■ **Task to carry out**
Rewrite every line of the items from the one containing "In this picture, which region holds the rusted car" through the end of the items, inclusive, keeping all of them. Multiply each bounding-box coordinate in the answers by 0.95 and round to whole numbers, with halves rounded up.

■ **Supplied data**

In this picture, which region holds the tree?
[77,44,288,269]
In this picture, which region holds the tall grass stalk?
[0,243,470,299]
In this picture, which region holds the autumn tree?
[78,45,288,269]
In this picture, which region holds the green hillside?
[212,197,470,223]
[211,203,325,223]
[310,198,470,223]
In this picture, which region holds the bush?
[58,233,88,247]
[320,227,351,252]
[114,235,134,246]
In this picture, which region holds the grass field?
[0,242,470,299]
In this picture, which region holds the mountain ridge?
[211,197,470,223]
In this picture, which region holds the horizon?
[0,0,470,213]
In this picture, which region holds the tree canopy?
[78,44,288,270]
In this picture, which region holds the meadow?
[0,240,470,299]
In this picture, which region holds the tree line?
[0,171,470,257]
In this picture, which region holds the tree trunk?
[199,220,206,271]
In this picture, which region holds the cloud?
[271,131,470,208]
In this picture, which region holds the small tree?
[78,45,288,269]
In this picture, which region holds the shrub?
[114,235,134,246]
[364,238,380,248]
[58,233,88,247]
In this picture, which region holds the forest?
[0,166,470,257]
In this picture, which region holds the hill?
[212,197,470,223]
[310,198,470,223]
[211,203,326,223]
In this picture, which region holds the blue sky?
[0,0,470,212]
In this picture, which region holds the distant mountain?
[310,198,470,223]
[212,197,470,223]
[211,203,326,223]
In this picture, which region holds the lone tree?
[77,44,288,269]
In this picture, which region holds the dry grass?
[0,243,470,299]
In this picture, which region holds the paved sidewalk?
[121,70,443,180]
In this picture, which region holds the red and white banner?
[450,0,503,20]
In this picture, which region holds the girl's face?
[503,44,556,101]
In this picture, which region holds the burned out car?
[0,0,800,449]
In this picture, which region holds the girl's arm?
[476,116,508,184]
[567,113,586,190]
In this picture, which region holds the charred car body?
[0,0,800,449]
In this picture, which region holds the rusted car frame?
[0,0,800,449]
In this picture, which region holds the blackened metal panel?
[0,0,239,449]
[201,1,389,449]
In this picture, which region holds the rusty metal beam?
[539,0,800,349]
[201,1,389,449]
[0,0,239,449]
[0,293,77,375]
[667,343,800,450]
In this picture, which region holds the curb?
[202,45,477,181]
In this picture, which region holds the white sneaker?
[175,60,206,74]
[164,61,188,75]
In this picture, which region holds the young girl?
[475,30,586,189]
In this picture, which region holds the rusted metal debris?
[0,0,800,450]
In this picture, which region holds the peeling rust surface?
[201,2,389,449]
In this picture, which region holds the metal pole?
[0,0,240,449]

■ **Answer to this exercise**
In this picture, which region holds the rusted car frame?
[0,0,760,427]
In this picture, which region holds the blackened metal panel?
[0,0,227,427]
[191,1,370,427]
In this picture, which region holds the rusty metal beam?
[512,0,760,332]
[191,1,370,427]
[0,0,227,427]
[0,278,73,356]
[634,326,760,428]
In this picture, which region holds the curb?
[192,43,453,172]
In this picture, which region holds the white sneaker?
[166,57,196,70]
[156,58,179,71]
In this picture, which region holds the young girl?
[451,29,557,180]
In this picture, which region holds the rusted metal debris?
[0,0,760,428]
In this picture, which region holds the peeling rust surface?
[191,2,370,427]
In this picture, which region holds the metal pole?
[0,0,228,427]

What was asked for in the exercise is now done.